• TASK DESCRIPTION: Below is a listing. Quote from it, exactly, the lines from the one containing "# each point looks like point(159, 109)" down to the one containing "# each point looks like point(95, 135)", both ends included, and nothing else.

• EXCERPTED RECORDS:
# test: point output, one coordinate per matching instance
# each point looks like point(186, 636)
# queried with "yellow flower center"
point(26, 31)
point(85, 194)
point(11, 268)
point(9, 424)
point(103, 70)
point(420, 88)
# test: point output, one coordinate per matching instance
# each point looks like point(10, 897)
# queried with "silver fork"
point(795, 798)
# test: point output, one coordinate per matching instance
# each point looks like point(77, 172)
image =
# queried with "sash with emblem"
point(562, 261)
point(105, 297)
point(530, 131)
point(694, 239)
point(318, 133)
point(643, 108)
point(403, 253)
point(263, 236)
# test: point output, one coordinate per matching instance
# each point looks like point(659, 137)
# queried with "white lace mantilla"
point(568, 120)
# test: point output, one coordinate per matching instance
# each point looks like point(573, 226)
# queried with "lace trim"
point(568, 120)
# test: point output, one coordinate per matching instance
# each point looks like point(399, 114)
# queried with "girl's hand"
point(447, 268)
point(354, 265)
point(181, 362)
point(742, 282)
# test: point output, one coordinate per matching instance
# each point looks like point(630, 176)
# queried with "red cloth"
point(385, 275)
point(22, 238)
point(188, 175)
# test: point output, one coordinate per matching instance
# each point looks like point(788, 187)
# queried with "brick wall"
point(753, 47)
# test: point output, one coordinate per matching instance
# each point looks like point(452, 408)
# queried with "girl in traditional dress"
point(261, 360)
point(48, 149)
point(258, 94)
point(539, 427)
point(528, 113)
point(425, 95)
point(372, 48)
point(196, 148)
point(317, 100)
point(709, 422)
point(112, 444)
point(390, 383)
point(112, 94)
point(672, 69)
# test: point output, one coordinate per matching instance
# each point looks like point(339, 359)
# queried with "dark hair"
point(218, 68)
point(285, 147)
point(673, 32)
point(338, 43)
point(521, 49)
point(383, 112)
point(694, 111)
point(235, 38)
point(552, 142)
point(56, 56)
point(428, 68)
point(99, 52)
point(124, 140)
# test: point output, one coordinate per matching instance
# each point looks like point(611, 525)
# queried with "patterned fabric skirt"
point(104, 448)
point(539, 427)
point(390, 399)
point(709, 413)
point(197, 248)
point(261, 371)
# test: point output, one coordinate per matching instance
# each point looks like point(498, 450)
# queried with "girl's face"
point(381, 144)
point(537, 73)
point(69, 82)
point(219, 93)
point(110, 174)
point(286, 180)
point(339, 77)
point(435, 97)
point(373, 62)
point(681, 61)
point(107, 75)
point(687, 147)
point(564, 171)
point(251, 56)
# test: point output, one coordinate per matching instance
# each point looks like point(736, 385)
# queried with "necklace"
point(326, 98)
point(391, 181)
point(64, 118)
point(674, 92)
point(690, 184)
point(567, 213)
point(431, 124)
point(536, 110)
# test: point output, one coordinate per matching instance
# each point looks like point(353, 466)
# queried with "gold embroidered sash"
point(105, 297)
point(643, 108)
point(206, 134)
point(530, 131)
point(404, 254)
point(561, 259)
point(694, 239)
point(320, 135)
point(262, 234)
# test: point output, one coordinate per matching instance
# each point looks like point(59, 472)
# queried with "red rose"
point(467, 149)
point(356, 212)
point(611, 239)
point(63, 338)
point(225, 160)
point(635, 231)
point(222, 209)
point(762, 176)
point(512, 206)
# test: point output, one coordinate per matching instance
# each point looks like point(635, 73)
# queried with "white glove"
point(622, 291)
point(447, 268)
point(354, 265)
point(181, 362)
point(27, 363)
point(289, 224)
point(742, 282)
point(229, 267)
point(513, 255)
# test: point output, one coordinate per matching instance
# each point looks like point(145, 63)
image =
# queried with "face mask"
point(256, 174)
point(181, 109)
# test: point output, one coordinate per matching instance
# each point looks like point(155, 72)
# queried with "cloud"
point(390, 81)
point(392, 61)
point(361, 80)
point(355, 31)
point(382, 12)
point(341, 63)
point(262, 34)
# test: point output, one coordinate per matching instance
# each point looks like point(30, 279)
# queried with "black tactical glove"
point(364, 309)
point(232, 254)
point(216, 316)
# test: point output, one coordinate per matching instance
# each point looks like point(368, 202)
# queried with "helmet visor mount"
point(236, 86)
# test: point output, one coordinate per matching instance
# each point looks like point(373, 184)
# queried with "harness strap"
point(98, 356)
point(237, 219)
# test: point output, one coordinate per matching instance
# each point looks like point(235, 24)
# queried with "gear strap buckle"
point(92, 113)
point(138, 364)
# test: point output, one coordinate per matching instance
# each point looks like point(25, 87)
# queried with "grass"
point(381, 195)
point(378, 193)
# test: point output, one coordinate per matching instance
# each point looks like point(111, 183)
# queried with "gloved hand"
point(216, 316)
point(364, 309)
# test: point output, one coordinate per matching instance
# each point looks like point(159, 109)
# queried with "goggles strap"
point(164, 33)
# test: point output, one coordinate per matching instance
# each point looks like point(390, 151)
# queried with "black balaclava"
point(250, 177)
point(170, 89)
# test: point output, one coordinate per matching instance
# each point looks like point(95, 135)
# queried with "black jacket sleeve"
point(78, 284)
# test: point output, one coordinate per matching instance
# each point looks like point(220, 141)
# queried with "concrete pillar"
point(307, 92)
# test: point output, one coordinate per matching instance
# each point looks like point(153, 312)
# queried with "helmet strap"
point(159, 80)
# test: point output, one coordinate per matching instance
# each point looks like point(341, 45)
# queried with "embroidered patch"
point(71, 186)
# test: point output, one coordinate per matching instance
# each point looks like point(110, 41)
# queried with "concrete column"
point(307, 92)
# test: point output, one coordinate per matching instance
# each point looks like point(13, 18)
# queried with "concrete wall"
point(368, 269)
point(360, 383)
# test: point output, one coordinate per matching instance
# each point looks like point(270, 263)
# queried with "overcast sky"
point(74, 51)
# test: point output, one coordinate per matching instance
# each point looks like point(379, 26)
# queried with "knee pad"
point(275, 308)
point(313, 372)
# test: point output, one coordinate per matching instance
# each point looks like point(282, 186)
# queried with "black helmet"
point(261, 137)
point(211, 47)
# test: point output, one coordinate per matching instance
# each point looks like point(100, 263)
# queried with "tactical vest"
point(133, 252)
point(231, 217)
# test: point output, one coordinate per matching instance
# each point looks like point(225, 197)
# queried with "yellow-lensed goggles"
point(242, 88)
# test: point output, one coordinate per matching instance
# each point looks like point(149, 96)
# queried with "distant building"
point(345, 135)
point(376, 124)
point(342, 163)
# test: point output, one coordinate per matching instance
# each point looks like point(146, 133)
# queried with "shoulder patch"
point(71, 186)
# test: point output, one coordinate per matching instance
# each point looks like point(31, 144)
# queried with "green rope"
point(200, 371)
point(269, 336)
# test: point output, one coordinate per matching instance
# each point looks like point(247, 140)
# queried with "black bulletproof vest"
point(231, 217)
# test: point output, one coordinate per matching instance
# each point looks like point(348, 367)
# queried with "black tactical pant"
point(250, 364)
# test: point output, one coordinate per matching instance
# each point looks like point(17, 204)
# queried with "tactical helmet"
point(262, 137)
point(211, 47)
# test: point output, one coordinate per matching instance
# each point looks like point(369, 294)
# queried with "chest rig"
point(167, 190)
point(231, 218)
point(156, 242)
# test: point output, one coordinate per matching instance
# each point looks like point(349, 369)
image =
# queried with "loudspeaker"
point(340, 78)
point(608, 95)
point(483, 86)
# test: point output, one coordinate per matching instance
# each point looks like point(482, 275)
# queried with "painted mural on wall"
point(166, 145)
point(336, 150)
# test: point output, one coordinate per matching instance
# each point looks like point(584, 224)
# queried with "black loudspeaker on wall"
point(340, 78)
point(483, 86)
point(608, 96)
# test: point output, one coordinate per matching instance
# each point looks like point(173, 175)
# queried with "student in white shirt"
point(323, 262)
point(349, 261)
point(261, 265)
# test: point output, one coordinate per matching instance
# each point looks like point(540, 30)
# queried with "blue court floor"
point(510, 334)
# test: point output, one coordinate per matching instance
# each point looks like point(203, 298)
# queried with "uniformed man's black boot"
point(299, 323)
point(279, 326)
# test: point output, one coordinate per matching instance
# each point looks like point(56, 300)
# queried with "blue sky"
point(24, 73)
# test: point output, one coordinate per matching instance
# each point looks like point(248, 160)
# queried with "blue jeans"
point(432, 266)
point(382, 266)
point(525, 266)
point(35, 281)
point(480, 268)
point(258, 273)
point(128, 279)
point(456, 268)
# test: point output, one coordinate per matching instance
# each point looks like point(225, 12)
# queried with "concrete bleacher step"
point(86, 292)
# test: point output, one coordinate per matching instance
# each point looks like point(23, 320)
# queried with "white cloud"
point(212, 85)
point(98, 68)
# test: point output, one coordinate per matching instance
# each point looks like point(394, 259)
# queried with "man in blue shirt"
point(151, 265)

• SOLUTION FOR THIS PROBLEM:
# each point looks like point(159, 109)
# queried with "goggles strap"
point(164, 33)
# test: point output, one coordinate per matching instance
# each point looks like point(390, 151)
# queried with "black balaclava"
point(250, 177)
point(170, 89)
# test: point output, one coordinate per matching instance
# each point looks like point(95, 135)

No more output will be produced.